● Exercise description
Rewrite the listing below from the line with "of the black" to the line with "<point>214,548</point>", swapping "floor line marking" for "court line marking" and keeping everything else the same. Return only those lines.

Labeled-object pointing entries
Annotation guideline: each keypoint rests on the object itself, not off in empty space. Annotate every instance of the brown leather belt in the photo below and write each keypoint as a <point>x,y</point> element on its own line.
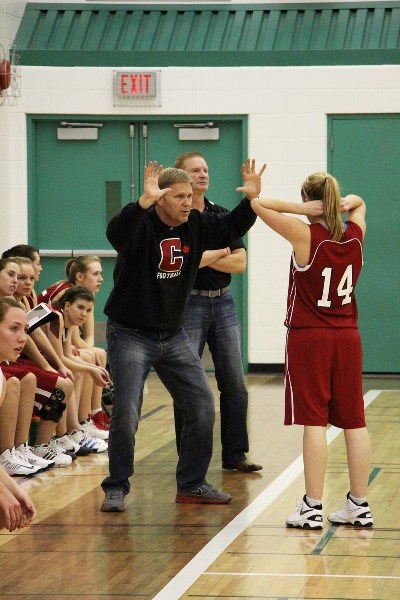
<point>210,293</point>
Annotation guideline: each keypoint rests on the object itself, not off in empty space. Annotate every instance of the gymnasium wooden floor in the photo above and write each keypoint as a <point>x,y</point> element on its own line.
<point>159,549</point>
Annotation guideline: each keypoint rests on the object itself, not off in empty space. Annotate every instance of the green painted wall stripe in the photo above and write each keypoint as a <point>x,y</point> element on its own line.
<point>210,35</point>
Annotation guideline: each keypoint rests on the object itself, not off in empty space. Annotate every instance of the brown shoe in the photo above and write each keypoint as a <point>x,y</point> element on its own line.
<point>113,501</point>
<point>243,465</point>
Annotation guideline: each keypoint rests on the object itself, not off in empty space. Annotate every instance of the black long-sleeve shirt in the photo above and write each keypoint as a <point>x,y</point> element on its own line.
<point>157,265</point>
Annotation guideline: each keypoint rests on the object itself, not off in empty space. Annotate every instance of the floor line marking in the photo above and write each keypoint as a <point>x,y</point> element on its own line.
<point>336,575</point>
<point>214,548</point>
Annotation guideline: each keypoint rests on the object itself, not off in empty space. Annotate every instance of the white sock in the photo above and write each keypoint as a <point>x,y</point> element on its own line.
<point>357,500</point>
<point>312,502</point>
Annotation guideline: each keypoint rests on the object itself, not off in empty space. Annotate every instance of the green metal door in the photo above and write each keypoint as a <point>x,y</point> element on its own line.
<point>76,185</point>
<point>364,155</point>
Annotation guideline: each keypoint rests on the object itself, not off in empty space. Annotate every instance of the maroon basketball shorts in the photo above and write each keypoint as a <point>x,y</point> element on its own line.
<point>323,378</point>
<point>46,381</point>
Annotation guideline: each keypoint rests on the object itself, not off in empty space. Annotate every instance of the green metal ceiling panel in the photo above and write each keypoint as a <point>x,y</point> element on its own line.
<point>209,35</point>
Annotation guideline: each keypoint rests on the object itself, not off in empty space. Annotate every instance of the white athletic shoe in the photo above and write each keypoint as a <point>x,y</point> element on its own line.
<point>87,441</point>
<point>306,517</point>
<point>53,451</point>
<point>14,464</point>
<point>353,514</point>
<point>37,461</point>
<point>90,429</point>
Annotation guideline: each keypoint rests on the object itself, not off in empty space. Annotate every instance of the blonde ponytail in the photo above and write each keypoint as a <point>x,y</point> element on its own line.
<point>323,186</point>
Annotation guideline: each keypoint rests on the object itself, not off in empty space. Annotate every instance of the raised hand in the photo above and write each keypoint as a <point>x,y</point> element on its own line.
<point>251,179</point>
<point>151,191</point>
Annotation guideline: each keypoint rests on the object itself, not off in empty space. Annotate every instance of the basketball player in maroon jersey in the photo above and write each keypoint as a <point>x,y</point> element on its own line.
<point>323,366</point>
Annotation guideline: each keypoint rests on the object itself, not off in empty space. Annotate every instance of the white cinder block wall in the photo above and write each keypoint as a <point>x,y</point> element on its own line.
<point>287,110</point>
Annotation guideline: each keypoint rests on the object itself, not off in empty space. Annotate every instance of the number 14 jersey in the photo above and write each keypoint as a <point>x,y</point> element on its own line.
<point>321,294</point>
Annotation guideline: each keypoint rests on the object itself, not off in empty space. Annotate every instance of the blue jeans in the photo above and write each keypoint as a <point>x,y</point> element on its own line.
<point>214,321</point>
<point>132,353</point>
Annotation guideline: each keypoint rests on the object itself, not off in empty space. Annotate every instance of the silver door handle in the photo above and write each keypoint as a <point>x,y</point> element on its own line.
<point>76,252</point>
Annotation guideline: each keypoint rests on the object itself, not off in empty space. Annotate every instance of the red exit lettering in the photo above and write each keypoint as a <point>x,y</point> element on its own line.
<point>132,84</point>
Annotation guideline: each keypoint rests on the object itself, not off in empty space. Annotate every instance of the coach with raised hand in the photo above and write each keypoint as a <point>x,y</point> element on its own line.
<point>160,242</point>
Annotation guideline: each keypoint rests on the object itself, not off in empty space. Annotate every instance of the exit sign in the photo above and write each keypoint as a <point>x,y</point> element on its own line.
<point>136,87</point>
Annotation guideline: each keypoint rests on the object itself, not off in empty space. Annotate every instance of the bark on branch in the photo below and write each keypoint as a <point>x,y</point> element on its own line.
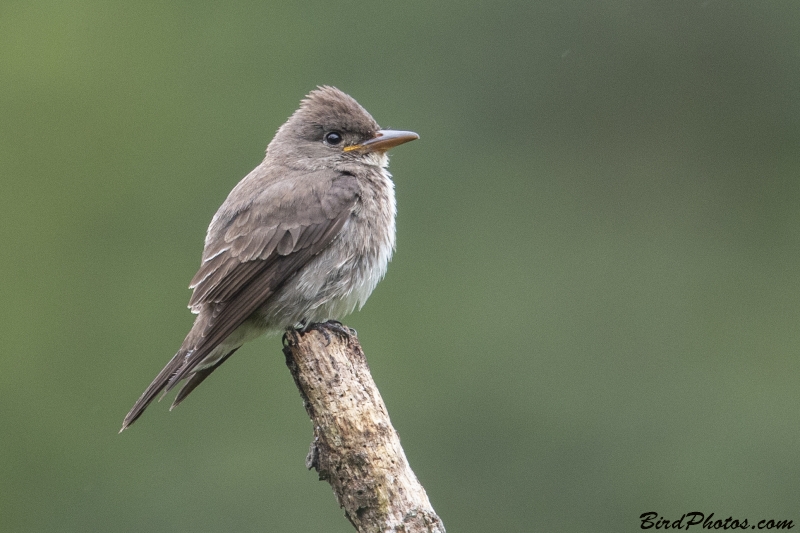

● Complete output
Annotation guideline: each keypoint rests on the object itself, not off in empty space. Annotate every instance of the black long-sleeve shirt in the photo above and write each keypoint as a <point>x,y</point> element on its own line.
<point>157,265</point>
Annotation guideline: each keypoint rests on the object itself, not off in empty space. Annotate every instance of the court line marking in the photo above and write each keypoint as a <point>x,y</point> element on its own line.
<point>336,575</point>
<point>214,548</point>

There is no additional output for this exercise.